▶ _Work to be completed_
Retype all the records with nothing changed.

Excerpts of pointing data
+ + +
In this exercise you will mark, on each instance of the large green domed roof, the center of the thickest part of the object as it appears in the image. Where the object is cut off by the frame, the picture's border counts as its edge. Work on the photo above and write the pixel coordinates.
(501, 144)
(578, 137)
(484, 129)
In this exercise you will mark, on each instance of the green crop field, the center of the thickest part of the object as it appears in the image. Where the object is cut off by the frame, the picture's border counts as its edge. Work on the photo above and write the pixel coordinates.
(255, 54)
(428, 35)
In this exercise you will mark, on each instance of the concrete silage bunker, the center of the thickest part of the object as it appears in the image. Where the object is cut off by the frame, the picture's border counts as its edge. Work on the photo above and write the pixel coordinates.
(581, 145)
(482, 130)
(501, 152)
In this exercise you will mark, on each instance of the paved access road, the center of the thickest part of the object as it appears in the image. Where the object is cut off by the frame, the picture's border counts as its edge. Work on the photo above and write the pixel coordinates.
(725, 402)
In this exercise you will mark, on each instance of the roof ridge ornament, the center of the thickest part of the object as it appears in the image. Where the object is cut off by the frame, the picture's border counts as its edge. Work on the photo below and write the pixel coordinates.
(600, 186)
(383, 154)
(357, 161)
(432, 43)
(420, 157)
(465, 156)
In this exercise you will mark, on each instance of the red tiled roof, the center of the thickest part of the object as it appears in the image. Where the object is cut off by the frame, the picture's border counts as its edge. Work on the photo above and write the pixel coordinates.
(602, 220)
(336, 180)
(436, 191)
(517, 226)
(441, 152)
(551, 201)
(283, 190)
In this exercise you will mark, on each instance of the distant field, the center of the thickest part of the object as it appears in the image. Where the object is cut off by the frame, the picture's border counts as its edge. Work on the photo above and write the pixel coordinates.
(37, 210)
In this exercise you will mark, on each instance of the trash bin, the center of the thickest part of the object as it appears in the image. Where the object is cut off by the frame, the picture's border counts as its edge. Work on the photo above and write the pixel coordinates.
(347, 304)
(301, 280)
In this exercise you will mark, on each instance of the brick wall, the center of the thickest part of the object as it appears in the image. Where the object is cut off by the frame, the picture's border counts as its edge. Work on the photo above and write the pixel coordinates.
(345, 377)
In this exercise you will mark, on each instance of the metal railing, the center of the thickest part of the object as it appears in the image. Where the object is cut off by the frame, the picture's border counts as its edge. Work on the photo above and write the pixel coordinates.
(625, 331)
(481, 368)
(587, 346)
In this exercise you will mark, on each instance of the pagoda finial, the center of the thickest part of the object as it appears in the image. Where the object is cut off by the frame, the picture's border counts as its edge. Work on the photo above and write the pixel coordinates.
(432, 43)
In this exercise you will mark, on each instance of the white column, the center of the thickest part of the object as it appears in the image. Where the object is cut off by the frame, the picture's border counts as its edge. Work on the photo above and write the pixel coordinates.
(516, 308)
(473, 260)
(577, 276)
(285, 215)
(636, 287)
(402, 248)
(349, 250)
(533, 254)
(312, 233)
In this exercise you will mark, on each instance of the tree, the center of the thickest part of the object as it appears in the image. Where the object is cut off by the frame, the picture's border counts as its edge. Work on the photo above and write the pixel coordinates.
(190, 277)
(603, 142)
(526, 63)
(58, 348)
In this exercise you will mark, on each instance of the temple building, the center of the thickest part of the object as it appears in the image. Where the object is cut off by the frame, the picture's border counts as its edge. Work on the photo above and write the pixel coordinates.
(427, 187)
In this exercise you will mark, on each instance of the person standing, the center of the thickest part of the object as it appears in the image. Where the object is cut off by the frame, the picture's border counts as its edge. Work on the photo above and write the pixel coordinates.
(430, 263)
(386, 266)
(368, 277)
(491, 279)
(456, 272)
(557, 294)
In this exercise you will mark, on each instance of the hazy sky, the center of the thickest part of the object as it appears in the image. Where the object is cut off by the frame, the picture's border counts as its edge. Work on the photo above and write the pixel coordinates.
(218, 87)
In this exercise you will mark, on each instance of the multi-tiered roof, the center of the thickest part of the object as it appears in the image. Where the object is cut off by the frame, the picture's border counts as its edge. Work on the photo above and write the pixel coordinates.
+ + +
▶ _Result of the exercise_
In this exercise you will mark, on each instance of the large green domed roof, the center of the thickest part of the object as it appears in the image. Where the object is cut off by the frame, the picture's border counts as its edge. Work on the photo above and write the pixel coordinates.
(501, 144)
(578, 137)
(484, 129)
In this exercise you will mark, on each instance of the green crop field, the center of the thickest part of the object as it appears in the image. Where the object is cut off by the frame, the picture's border counts as its edge. Work on the photo above and write the pixel coordinates.
(255, 54)
(428, 35)
In this exercise you will mark, on each instance of the concrete silage bunker, the center of the thickest part of the object as it appears in the image. Where the object is cut off by the frame, the picture's border counts as its edge. Work on the photo above and write the pixel coordinates.
(581, 145)
(482, 130)
(501, 152)
In this exercise you will mark, on each instance of the paved access road, the center of the thickest part of the object as it appears in the image. Where the object is cut off by the frame, the picture's border counts as its edge. Work on the photo above and write the pixel coordinates.
(725, 402)
In this exercise you will mark, on each instance of the roof ridge ornament, the center of the thickest part of the object as it appears in the image. Where the object is cut off by the frame, the picture's border counts as its edge. Work on the photo below and write the pixel coordinates.
(600, 186)
(383, 154)
(357, 161)
(432, 43)
(420, 157)
(465, 156)
In this exercise you will mark, on each instance of the red tiled roof, the center of the thickest part of the object as it appears in the image. Where the object is cut off by the frame, the picture's border counts as its edge. Work on the photo above and write the pixel coordinates.
(602, 220)
(336, 180)
(436, 191)
(517, 226)
(441, 152)
(551, 201)
(283, 190)
In this exercise you will mark, on each instance of the distant field, the center of the thickest part of the object as it appears in the image. Where the object is cut off by the frame, the picture's border counts as its edge. Work on the photo above and write the pixel coordinates.
(37, 210)
In this exercise you will mark, on each instance of the trash bin, the center of the thickest part of the object as it appears in the image. Where the object is cut off by the frame, the picture's border counts as its edge. Work on the photo above and write the pixel coordinates.
(347, 304)
(301, 280)
In this exercise you will mark, on each instance of the brick wall, the center of the thickest part of the object as it appears in the image. Where the object is cut off by the frame, the picture's border counts as its edge. Work on the photo above and write the pixel coordinates.
(345, 377)
In this exercise you will mark, on each instance of the metal railing, the center of the thickest part of the object as it appears in the image. Where the object is cut off by the frame, the picture's border counts as its edge. Work on the photo above and write the pixel coordinates.
(625, 331)
(481, 368)
(587, 346)
In this exercise you will mark, on each instance of the pagoda finial, the center of the thickest part of the object as it appears in the image. Where the object is cut off by the frame, the picture's border counts as its edge. Work on the photo above and write the pixel coordinates.
(432, 43)
In this exercise you will mark, on each instance of the white column, the center of the thickest part of the object as it appears in the image. Where the object is cut off by the frame, the picture's border counts as its edge. Work on the photo above and write the pixel coordinates.
(516, 308)
(473, 260)
(577, 276)
(285, 215)
(636, 287)
(402, 248)
(349, 250)
(533, 254)
(312, 233)
In this exercise you will mark, on each instance of the tree, the center of the thickest part of the object as it appears in the image. Where the object is cut off by the frame, the picture's border counts as its edge. Work on the photo above and write the pixel coordinates.
(190, 277)
(603, 142)
(526, 63)
(58, 348)
In this exercise you will mark, on each instance of the temple building, the center of the thickest part of the object as it appears in the image. Where the object is cut off by the frame, the picture's border counts as its edge. Work on the photo above and write the pixel coordinates.
(427, 187)
In this exercise you will mark, on each instance of the person standing, the center of the thickest part of the object as it appears in the image. Where the object is cut off by the frame, the picture's border counts as its edge. Work on the photo above and write the pixel coordinates.
(430, 263)
(386, 266)
(368, 277)
(491, 279)
(456, 272)
(557, 294)
In this exercise you will mark, on each instance of the hazy sky, the center of the thickest part of the object as it appears in the image. Where the object is cut off by the frame, the picture's border counts as its edge. Work on the photo above and write the pixel coordinates.
(218, 87)
In this exercise you will mark, on each instance of the multi-tiered roof, the center of the thickest part of the object as it appears in the image. Where the object is cut off by the frame, the picture's border counts as its edge. Work on the photo above and write the pixel coordinates.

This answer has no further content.